## Begin

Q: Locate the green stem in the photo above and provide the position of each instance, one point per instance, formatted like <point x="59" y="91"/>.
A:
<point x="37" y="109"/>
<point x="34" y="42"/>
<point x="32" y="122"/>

## End

Direction:
Extract each entry in full, exactly as given.

Answer to this exercise:
Q: Locate the green stem in the photo above and provide the position of each instance, one point per instance, formatted like <point x="59" y="91"/>.
A:
<point x="37" y="109"/>
<point x="34" y="42"/>
<point x="32" y="122"/>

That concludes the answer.